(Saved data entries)
══════

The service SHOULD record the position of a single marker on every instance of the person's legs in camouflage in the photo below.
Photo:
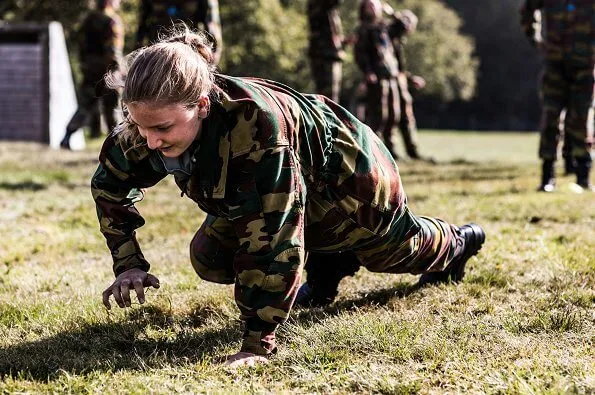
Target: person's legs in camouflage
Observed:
(88, 106)
(417, 245)
(95, 122)
(569, 160)
(383, 111)
(407, 124)
(555, 93)
(580, 124)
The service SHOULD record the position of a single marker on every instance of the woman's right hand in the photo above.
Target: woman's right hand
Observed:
(136, 279)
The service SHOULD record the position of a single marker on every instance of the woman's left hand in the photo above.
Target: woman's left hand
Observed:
(244, 359)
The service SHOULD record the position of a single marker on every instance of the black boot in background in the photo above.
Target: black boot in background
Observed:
(548, 177)
(583, 170)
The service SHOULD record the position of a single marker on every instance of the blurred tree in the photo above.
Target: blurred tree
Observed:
(508, 76)
(264, 39)
(268, 38)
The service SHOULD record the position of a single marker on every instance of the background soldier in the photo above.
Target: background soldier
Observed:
(101, 40)
(326, 46)
(569, 45)
(375, 56)
(407, 124)
(197, 14)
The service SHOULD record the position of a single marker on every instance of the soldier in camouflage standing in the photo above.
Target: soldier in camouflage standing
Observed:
(279, 174)
(155, 15)
(101, 40)
(376, 58)
(326, 46)
(407, 124)
(569, 45)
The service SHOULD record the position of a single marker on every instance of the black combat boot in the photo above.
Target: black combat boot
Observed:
(548, 177)
(569, 166)
(65, 143)
(325, 272)
(474, 237)
(583, 170)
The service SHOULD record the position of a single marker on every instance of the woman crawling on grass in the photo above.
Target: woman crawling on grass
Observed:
(282, 176)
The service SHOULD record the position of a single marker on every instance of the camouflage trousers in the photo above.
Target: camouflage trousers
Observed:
(94, 99)
(327, 75)
(407, 123)
(567, 87)
(383, 110)
(413, 245)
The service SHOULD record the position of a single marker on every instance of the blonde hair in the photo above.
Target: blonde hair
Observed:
(178, 69)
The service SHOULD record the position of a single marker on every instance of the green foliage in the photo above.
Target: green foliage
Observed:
(268, 38)
(439, 52)
(263, 39)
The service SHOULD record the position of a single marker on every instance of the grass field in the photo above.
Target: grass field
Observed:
(523, 320)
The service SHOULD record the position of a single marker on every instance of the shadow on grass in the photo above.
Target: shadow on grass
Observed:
(22, 186)
(108, 347)
(114, 346)
(81, 162)
(306, 316)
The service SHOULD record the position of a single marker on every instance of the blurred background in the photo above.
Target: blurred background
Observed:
(481, 72)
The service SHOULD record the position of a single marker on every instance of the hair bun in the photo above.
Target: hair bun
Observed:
(200, 42)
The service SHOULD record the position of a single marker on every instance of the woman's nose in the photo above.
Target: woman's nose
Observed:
(153, 141)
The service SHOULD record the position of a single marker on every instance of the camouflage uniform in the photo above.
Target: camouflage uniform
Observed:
(326, 46)
(569, 44)
(279, 173)
(196, 14)
(375, 53)
(101, 41)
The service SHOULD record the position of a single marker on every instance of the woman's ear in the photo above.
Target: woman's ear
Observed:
(204, 105)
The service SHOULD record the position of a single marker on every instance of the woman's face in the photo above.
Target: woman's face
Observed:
(171, 128)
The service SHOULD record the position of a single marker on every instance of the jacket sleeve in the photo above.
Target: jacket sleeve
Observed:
(531, 20)
(268, 218)
(116, 187)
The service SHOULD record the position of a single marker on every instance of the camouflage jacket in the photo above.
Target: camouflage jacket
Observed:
(290, 172)
(326, 34)
(197, 14)
(101, 42)
(569, 28)
(375, 50)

══════

## Assignment
Your answer should be the lines above, from the line containing "Target: jacket sleeve" up to and including the line containing "Target: camouflage jacket", reproduced exactly and with nothing else.

## Task answer
Target: jacket sleeve
Observed:
(531, 20)
(268, 218)
(116, 187)
The service SHOULD record the position of a single marker on every instance of the camouflage jacket in the photo above.
Target: camouflage jacket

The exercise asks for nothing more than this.